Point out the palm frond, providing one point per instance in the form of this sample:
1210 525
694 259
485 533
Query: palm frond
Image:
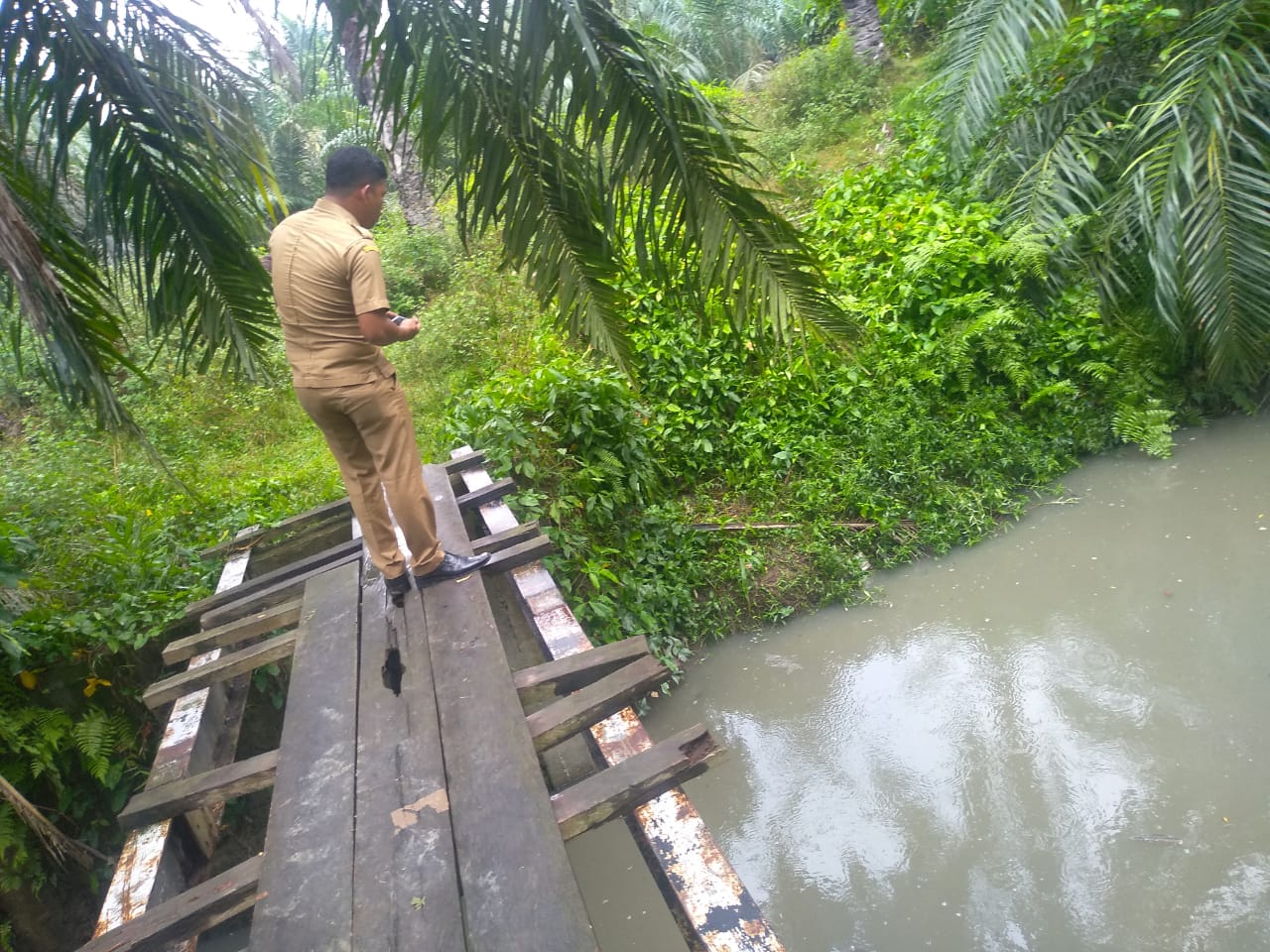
987 49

[TASK BRIEF]:
When you copy the entries, keep every word exactly as it stands and drop any pictures.

[TASK ANSWER]:
Point out the palm frond, providing one point per instance in the form of this sample:
1210 525
694 259
485 533
Query: palm frond
Image:
987 49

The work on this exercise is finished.